**Exercise**. Edit the lines starting at the one containing "Where can the elk ear" and ending at the one containing "<point>189,262</point>" by changing "brown fur" to "dark fur" and keeping everything else the same. Return only those lines.

(Records from a dataset)
-- start --

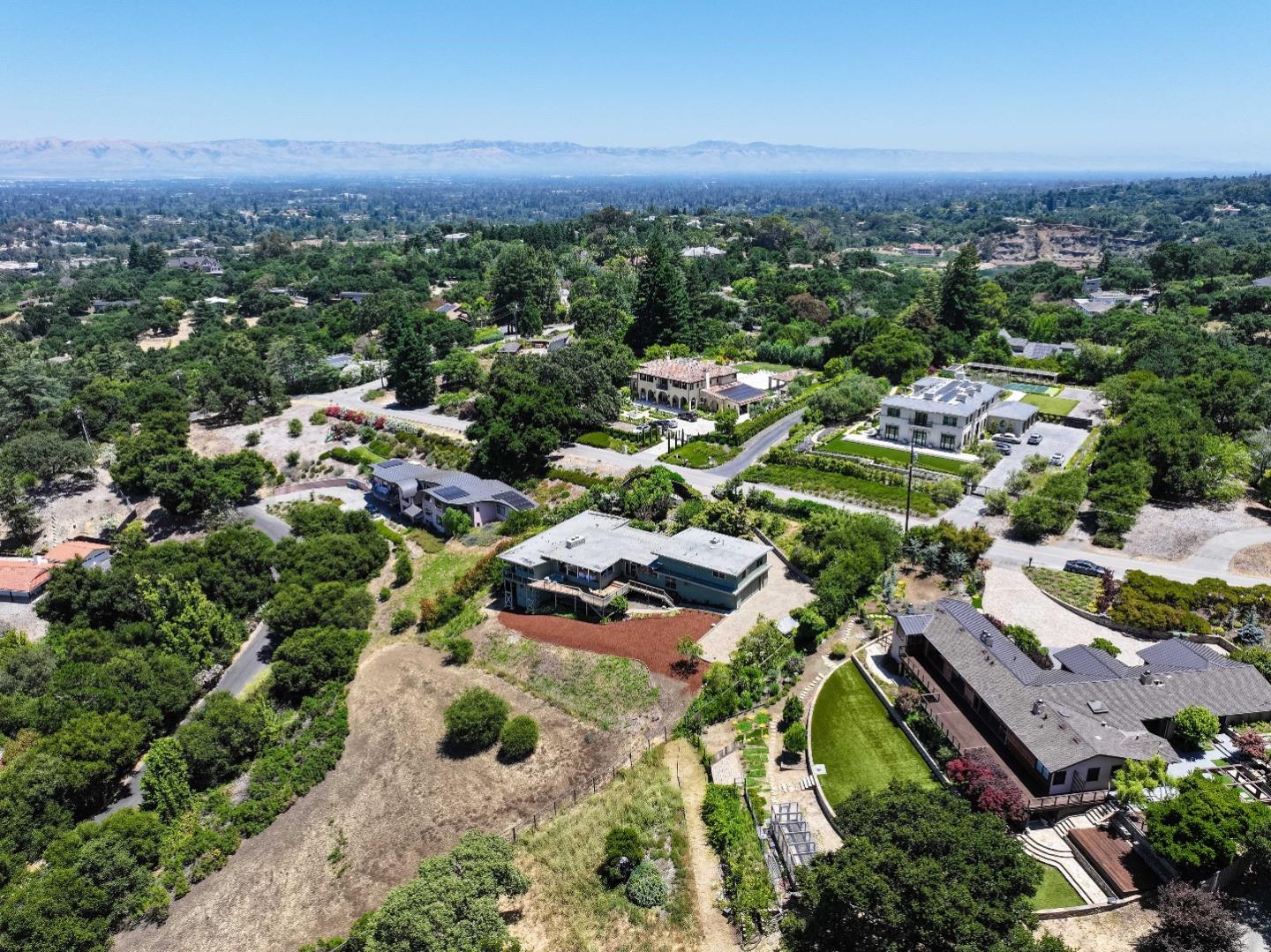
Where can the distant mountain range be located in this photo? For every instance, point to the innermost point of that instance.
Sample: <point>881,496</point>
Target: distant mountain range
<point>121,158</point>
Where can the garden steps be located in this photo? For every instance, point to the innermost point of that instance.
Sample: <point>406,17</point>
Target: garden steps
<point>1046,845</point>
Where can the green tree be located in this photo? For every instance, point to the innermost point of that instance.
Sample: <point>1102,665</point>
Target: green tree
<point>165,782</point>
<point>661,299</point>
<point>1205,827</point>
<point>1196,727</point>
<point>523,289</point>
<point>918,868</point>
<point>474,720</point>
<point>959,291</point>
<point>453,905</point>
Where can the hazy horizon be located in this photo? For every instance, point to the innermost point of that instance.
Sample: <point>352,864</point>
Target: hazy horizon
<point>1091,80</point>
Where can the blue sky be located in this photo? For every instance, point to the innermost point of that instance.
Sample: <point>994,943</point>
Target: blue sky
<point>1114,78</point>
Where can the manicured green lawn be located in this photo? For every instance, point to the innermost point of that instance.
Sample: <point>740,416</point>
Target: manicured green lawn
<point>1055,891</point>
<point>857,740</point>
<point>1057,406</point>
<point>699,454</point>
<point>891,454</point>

-- end --
-- start --

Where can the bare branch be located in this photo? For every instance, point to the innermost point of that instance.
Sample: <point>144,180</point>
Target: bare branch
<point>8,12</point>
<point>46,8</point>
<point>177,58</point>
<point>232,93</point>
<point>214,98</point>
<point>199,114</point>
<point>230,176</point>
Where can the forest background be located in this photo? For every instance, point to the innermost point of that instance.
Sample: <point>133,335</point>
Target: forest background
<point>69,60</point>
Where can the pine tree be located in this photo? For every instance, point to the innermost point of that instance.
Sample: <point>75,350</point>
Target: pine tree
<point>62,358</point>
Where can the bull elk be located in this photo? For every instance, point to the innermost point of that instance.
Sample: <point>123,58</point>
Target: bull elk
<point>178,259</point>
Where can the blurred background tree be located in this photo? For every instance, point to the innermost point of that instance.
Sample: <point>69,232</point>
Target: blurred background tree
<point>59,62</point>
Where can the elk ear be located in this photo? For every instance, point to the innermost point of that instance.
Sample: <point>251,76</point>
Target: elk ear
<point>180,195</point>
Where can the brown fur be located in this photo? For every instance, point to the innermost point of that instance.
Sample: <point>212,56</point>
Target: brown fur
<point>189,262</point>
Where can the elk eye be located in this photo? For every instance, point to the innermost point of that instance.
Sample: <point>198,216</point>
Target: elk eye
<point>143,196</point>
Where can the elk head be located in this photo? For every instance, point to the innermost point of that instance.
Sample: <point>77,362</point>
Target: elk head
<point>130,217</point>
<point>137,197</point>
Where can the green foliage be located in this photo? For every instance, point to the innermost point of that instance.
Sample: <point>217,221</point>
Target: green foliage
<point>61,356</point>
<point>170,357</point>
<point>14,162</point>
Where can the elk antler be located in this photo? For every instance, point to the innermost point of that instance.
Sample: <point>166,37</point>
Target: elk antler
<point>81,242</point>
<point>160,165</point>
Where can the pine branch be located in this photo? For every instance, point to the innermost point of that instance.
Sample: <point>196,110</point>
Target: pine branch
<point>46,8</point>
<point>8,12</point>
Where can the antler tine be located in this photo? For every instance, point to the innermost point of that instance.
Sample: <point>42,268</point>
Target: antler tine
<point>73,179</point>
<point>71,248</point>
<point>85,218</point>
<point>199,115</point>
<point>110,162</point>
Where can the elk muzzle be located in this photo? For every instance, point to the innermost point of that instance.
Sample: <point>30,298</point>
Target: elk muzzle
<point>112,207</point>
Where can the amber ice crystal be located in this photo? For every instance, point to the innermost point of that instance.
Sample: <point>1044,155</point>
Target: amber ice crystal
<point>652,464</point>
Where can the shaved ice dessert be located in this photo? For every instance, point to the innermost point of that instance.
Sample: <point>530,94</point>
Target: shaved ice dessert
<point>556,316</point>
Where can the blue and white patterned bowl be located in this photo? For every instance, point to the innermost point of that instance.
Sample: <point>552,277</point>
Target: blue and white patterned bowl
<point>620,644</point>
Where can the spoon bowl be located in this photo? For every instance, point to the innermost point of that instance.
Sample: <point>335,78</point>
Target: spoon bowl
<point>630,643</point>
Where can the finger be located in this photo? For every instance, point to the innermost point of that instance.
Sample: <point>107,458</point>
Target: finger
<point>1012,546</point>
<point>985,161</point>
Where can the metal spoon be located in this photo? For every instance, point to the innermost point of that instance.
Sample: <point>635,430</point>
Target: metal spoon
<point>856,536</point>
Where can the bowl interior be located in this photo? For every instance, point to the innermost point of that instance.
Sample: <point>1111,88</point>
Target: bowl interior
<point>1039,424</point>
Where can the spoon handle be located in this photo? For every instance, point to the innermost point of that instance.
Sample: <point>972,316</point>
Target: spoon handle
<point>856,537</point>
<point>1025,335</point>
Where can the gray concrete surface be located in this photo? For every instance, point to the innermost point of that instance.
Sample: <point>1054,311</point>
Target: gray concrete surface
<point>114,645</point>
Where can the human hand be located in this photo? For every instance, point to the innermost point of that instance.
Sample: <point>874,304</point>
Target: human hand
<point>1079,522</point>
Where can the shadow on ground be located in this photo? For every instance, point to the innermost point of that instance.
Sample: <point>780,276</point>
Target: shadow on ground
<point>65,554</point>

-- end --

**Written response**.
Where can the elk ear be located in this photo? For every instance, point to the innermost point of that instance.
Sample: <point>251,76</point>
Target: elk ear
<point>180,195</point>
Where can the dark fur be located in this photo? For every instance, point to the innermost point of that instance.
Sample: <point>212,56</point>
Target: dark fur
<point>189,262</point>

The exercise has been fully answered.